TEXT BLOCK:
START
You might want to explain more thoroughly how two waves are added, and the generation of beats at the difference of the frequencies.

As for what sounds good or bad, perhaps the thing to do is go through a wide range of beat frequencies. Start with a unison, then go slightly out of tune to a beat of, say, 0.2 Hz, and so forth to a minor second, a fifth, an octave.... Audio corresponding to the wave forms would help, too.

Nice graphs of the vibrations. You should do more graphs, like octave, fifth and of course the fourth and sixth, seventh. I think comparing the different oscillations would explain more to non math people. Maybe also graphs of both tones, so graph tone C + graph tone D is graph tone (played together(C&D)), displayed in two pictures. But it's just an idea.

I don't see from the two graphs why the C and C# are dissonant but the C & G are not. The former looks like a round and pleasant beat and the second looks like sharp, jarring knife edge.
END
THE PROBLEM: Quote the passage of the feedback on the wave graphs that begins with the words containing "As for what" and ends with "would help, too.".

MATERIAL PROVIDED:
START
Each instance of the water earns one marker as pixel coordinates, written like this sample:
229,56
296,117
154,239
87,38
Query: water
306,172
END
START
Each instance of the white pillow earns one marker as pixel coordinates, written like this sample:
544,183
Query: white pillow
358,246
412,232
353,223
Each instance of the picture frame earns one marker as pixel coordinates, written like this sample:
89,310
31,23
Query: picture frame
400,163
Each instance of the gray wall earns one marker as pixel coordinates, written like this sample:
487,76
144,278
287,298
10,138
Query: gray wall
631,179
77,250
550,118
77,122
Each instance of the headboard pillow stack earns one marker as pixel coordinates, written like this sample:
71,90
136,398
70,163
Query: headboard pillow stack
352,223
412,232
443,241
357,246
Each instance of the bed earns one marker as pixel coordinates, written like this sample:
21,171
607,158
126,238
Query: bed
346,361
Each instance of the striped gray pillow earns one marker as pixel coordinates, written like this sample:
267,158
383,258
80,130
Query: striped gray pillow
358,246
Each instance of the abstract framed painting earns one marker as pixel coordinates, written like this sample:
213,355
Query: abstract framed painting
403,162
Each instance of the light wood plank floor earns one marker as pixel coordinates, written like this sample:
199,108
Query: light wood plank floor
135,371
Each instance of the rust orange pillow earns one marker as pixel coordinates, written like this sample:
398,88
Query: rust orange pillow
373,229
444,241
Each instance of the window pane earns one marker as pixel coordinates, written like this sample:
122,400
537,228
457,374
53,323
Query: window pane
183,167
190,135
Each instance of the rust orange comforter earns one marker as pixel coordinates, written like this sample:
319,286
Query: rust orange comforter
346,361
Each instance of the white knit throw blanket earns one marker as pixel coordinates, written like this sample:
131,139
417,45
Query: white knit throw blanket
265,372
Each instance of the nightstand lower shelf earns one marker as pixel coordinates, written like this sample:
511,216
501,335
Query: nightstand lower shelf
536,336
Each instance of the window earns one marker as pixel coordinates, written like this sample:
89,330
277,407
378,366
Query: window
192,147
END
RESPONSE:
As for what sounds good or bad, perhaps the thing to do is go through a wide range of beat frequencies. Start with a unison, then go slightly out of tune to a beat of, say, 0.2 Hz, and so forth to a minor second, a fifth, an octave.... Audio corresponding to the wave forms would help, too.